Position identification records:
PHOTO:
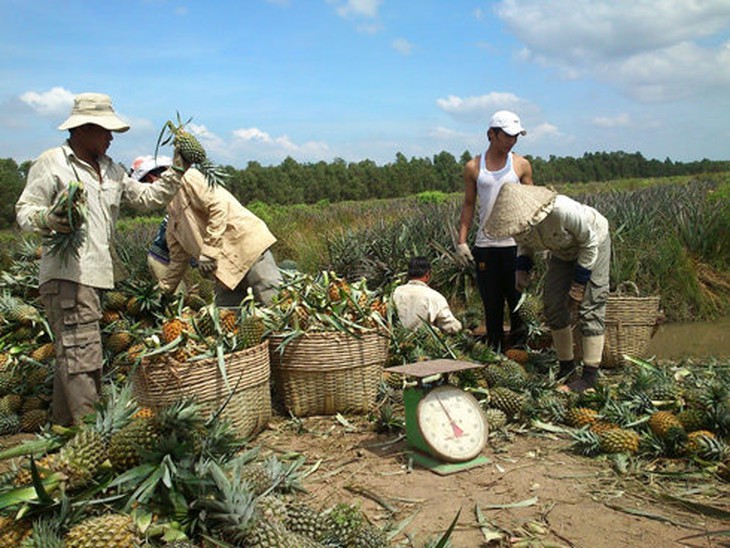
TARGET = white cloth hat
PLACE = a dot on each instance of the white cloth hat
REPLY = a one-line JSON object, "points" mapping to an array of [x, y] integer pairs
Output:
{"points": [[519, 207], [508, 122], [94, 108], [142, 165]]}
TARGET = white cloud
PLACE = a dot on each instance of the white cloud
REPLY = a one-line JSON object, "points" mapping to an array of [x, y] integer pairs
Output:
{"points": [[481, 107], [621, 120], [403, 46], [357, 8], [651, 50], [253, 139], [53, 103]]}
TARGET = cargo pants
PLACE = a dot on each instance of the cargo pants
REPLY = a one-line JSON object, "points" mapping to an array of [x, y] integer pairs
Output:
{"points": [[592, 311], [74, 311], [264, 279]]}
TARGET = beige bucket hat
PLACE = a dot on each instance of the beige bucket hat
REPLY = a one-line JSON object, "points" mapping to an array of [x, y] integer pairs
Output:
{"points": [[519, 207], [94, 108]]}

Task goal:
Please update the listing above so that every "a dot" becomes "a marker", with everything else unchanged. Leave the pictures out of your answer.

Complete answer:
PHOTO:
TARGET = white cloth hat
PLACE = a marker on each instance of the white cloth hat
REPLY = a one-line JSON object, "points" mapping to an array of [x, y] integer pairs
Output:
{"points": [[519, 207], [508, 122], [94, 108], [142, 165]]}
TARGET = white cloud
PLACE = a marker on each instance of the white cloud
REPLY = a one-line JSON object, "points" mapping to an array of [x, y] integer pairs
Output:
{"points": [[481, 107], [621, 120], [403, 46], [357, 8], [651, 50], [253, 139], [53, 103]]}
TARGET = cargo pants
PLACE = a marker on each instance of the cargo pants
REPLY = a one-line JSON object, "points" mapping to an array of [x, y] integer pairs
Output:
{"points": [[592, 311], [74, 311], [264, 279]]}
TARGET = beige bucket hat
PLACE = a marker on each instance of the beige bucket hat
REPLY = a one-line JSON object, "points" mapping to an array of [x, y] integer pairs
Output:
{"points": [[519, 207], [94, 108]]}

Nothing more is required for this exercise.